◆ **EXERCISE DETAILS**
Take the material and output all of it exactly.

** Begin ENTRIES SUPPLIED **

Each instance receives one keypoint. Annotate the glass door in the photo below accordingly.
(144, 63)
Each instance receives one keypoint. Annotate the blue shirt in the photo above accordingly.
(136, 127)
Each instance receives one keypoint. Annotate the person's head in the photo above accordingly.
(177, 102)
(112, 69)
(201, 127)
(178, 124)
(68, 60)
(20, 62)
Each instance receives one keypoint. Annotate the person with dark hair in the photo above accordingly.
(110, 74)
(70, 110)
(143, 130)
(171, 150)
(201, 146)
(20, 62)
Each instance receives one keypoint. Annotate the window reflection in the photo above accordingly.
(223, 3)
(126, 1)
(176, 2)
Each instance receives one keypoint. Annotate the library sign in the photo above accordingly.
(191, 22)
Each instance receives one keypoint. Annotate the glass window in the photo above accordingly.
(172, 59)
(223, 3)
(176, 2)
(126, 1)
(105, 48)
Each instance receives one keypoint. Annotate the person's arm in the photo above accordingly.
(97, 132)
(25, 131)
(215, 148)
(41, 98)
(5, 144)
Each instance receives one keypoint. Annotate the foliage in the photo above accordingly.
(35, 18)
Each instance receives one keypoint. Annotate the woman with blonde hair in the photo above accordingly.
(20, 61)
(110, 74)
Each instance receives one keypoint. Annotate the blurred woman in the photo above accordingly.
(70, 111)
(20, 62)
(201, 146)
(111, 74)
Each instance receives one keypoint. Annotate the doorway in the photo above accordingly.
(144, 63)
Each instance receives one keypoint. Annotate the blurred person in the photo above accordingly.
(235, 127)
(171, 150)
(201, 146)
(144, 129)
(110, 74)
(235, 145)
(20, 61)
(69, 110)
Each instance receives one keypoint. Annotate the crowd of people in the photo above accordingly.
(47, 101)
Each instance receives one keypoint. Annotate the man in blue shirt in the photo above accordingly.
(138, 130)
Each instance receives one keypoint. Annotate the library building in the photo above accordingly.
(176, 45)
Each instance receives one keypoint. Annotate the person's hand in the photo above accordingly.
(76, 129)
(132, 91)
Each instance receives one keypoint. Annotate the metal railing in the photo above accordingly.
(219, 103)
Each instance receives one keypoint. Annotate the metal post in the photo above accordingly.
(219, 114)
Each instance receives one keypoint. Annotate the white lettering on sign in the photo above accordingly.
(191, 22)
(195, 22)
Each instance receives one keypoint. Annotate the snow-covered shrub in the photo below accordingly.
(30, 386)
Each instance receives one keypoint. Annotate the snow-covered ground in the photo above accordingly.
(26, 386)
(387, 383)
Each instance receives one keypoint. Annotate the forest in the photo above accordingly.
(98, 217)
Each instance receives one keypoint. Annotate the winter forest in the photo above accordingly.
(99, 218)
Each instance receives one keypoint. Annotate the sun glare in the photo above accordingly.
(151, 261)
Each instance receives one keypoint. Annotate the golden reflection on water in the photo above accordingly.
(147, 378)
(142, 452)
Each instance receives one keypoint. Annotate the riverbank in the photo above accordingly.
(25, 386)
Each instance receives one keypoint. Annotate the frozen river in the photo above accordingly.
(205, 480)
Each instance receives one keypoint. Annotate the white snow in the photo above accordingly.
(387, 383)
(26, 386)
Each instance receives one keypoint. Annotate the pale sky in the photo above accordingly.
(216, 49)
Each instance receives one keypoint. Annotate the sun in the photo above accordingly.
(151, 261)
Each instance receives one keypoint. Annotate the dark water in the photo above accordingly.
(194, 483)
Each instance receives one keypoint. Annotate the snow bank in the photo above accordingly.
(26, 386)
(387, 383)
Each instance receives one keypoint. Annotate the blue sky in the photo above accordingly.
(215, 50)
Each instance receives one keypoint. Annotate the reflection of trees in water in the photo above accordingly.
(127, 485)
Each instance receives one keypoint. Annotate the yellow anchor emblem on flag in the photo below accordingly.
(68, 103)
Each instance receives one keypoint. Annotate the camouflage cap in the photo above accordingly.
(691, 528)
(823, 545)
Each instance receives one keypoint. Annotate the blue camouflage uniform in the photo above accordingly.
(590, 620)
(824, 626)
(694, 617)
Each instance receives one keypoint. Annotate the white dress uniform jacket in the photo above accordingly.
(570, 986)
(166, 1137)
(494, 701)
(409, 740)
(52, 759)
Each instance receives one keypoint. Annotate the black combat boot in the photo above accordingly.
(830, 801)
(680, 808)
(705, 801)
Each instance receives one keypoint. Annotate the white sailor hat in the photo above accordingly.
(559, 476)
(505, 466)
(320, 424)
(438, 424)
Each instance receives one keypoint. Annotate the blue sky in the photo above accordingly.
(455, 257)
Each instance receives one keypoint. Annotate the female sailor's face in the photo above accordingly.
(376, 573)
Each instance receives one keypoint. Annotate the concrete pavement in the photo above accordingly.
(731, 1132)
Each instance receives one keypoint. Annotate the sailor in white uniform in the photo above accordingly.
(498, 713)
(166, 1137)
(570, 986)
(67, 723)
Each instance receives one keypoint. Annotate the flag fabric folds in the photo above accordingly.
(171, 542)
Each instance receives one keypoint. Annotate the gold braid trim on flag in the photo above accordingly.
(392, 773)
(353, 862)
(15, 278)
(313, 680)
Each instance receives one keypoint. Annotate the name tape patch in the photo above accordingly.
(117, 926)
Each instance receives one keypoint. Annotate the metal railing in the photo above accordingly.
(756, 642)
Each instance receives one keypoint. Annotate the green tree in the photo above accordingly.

** End ENTRIES SUPPLIED **

◆ **FULL SOLUTION**
Each instance receives one keypoint. Annotate the glass door in the photo below accordingly.
(144, 63)
Each instance receives one keypoint. Annotate the blue shirt in the photo above accordingly.
(136, 127)
Each instance receives one keypoint. Annotate the person's head in the photo above accordingly.
(177, 102)
(112, 69)
(201, 127)
(178, 124)
(68, 60)
(20, 62)
Each instance receives one keypoint. Annotate the person with dark hair in the photo above accordingly.
(110, 74)
(70, 110)
(143, 130)
(171, 150)
(201, 146)
(20, 62)
Each instance receives one keypoint. Annotate the window reflection in the photo above accordingly.
(223, 3)
(126, 1)
(176, 2)
Each instance receives one keypoint. Annotate the library sign in the photo above accordingly.
(191, 22)
Each instance receives one keypoint. Annotate the glass window in the photo above accordingly.
(172, 59)
(223, 3)
(176, 2)
(126, 1)
(105, 48)
Each instance receives one keypoint. Annotate the person's arm in the photo above accordingly.
(97, 132)
(25, 131)
(215, 148)
(41, 98)
(5, 144)
Each instance receives one keypoint. Annotate the foliage in the photo above accordingly.
(35, 18)
Each instance receives one keypoint. Annotate the woman with blonde hair in the photo above accordingly.
(20, 61)
(110, 74)
Each instance receives one keypoint. Annotate the blurred woman in the photo above accordingly.
(70, 111)
(20, 62)
(201, 146)
(111, 74)
Each instance receives one keypoint. Annotate the doorway in the photo above accordingly.
(144, 63)
Each instance receives one keypoint. Annotate the blurred person in the photo above accordingly.
(235, 127)
(171, 150)
(201, 146)
(144, 129)
(110, 74)
(235, 145)
(20, 61)
(69, 110)
Each instance receives one keypoint. Annotate the crowd of people in the photo above accordingly.
(47, 101)
Each instance receives one keypoint. Annotate the man in blue shirt in the photo above accordingly.
(138, 130)
Each instance receives one keypoint. Annotate the library building in the photo above accordingly.
(176, 45)
Each instance receives one keypoint. Annotate the person's hand in the photo above accordingly.
(76, 129)
(132, 91)
Each instance receives one keypoint. Annotate the metal railing in the photo above accordingly.
(219, 103)
Each instance receives one keypoint. Annotate the metal post in the photo above accordingly.
(219, 114)
Each instance receives one keypoint. Annotate the white lettering on sign in the photo above accordingly.
(191, 22)
(195, 22)
Each instance receives one keypoint. Annotate the snow-covered shrub in the photo below accordingly.
(30, 386)
Each instance receives one keypoint. Annotate the snow-covered ground in the photo above accordingly.
(26, 386)
(387, 383)
Each instance receives one keypoint. Annotate the forest in the photo above accordingly.
(98, 217)
Each instance receives one keypoint. Annotate the winter forest in the photo above accordingly.
(99, 218)
Each instance receives one keypoint. Annotate the sun glare in the photo above accordingly.
(151, 261)
Each instance receives one keypoint. Annotate the golden reflection on water in the photo above accordingly.
(147, 378)
(142, 452)
Each instance receives one keypoint. Annotate the riverbank in the photo above accordingly.
(25, 386)
Each instance receives one keypoint. Annotate the frozen river in the photo above accordingly.
(205, 480)
Each instance receives one keypoint. Annotate the white snow in the photo above accordingly.
(387, 383)
(26, 386)
Each instance receives one keypoint. Annotate the pale sky in the photo above accordingly.
(216, 49)
Each instance receives one keypoint. Annotate the sun in the photo above accordingly.
(151, 261)
Each instance receives one keypoint. Annotate the dark water in the photo above accordingly.
(194, 483)
Each instance receives one keypoint. Annotate the snow bank in the photo above accordingly.
(26, 386)
(387, 383)
Each instance receives one keypoint. Annotate the blue sky in the photo above accordingly.
(215, 50)
Each instance receives one keypoint. Annotate the reflection of trees in water in the photo above accordingly.
(127, 485)
Each instance receives one keypoint. Annotate the yellow anchor emblem on flag in the photo below accordingly.
(68, 103)
Each instance receives one keypoint. Annotate the camouflage cap in the photo above accordingly.
(691, 528)
(823, 545)
Each instance receives one keypoint. Annotate the blue camouflage uniform in the photo above accordingly.
(590, 620)
(824, 626)
(694, 617)
Each instance receives one keypoint. Annotate the white dress uniform jacket in the photo above accordingly.
(570, 986)
(166, 1137)
(494, 701)
(409, 740)
(52, 759)
Each instance receives one keypoint. Annotate the black combat boot in the photo above accordingly.
(830, 801)
(680, 808)
(705, 801)
Each instance receives one keypoint. Annotate the white sailor hat in the photo above accordingly.
(559, 476)
(505, 466)
(320, 424)
(438, 424)
Each instance receives one keypoint. Annotate the blue sky in the photo above accordingly.
(455, 257)
Each instance receives one keypoint. Annotate the female sailor's face in the photo above accordingly.
(376, 573)
Each instance receives one keypoint. Annotate the concrete pavement in the photo above accordingly.
(731, 1132)
Each instance receives one keypoint. Annotate the sailor in white uniform in the photo above accordingly.
(498, 713)
(166, 1137)
(570, 986)
(67, 723)
Each instance receives one keypoint. Annotate the flag fabric folds in the photo above accordingly.
(171, 542)
Each instance receives one keypoint. Annotate the gold braid trim on flag in the photo above accordingly.
(392, 773)
(353, 862)
(15, 278)
(313, 680)
Each instance receives one keypoint. Annotate the name tape patch in the photo above accordingly.
(117, 926)
Each instance receives one keypoint. Annotate the metal railing in the photo above accordingly.
(756, 642)
Each instance receives one keypoint. Annotate the green tree in the photo above accordingly.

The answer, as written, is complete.